- _Given problem 1_: For the passage on consciousness and the mind, state whether each statement agrees with it: (a) The passage calls meditation methods devices invented by thought. (b) The passage says efforts to quiet the mind bring calm. (c) The passage holds that there is freedom in choosing. Answer yes or no for each, and quote the deciding words of the passage.
- _Given problem 2_: Retype the passage on consciousness and the mind from "Efforts to quiet" up to and including "judgment and choice.".

- _Document excerpt_:
Consciousness as we know it is the cumulative remains of experience. It is the sum total of psychological memory, not only from our personal lives, but also the lives and lineages of the generations that have preceded us within us.

Though we each have to do our own spadework in the old consciousness, it can fall still. The mind based on thought, which includes not only reason and the intellect but also all the conscious and subconscious residues of personal and collective experience, can stop running like the machine it is in the brain.

Efforts to quiet the mind only generate conflict. Methods, systems and techniques of meditation are devices invented by thought to trick or hypnotize thought into stillness. The chattering, noisy mind spontaneously falls silent when the brain is fully attentive to its movement, without the infinite regress of the observer or the reactions of judgment and choice.

Society has conditioned us into believing that freedom lies in choosing, but that’s a monumental mendacity. We face choices, but there is no freedom in choosing. Choosing has become a consumeristic conceit, no more real than choosing from hundreds of cereals from the grocery aisle.

- _Material_:
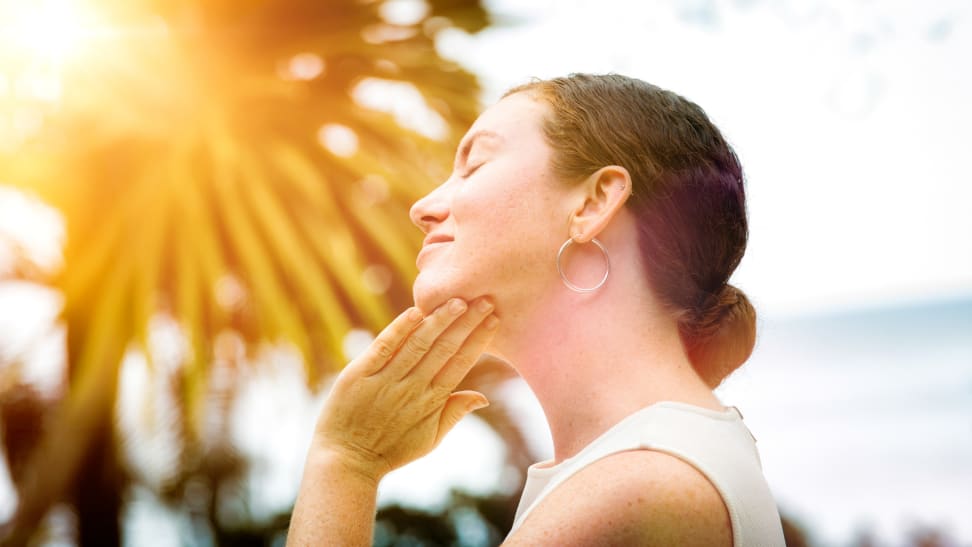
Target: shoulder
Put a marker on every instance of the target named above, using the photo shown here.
(638, 497)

- _Worked solution 1_:
(a) Yes: "Methods, systems and techniques of meditation are devices invented by thought to trick or hypnotize thought into stillness."
(b) No: "Efforts to quiet the mind only generate conflict."
(c) No: "We face choices, but there is no freedom in choosing."

- _Worked solution 2_:
Efforts to quiet the mind only generate conflict. Methods, systems and techniques of meditation are devices invented by thought to trick or hypnotize thought into stillness. The chattering, noisy mind spontaneously falls silent when the brain is fully attentive to its movement, without the infinite regress of the observer or the reactions of judgment and choice.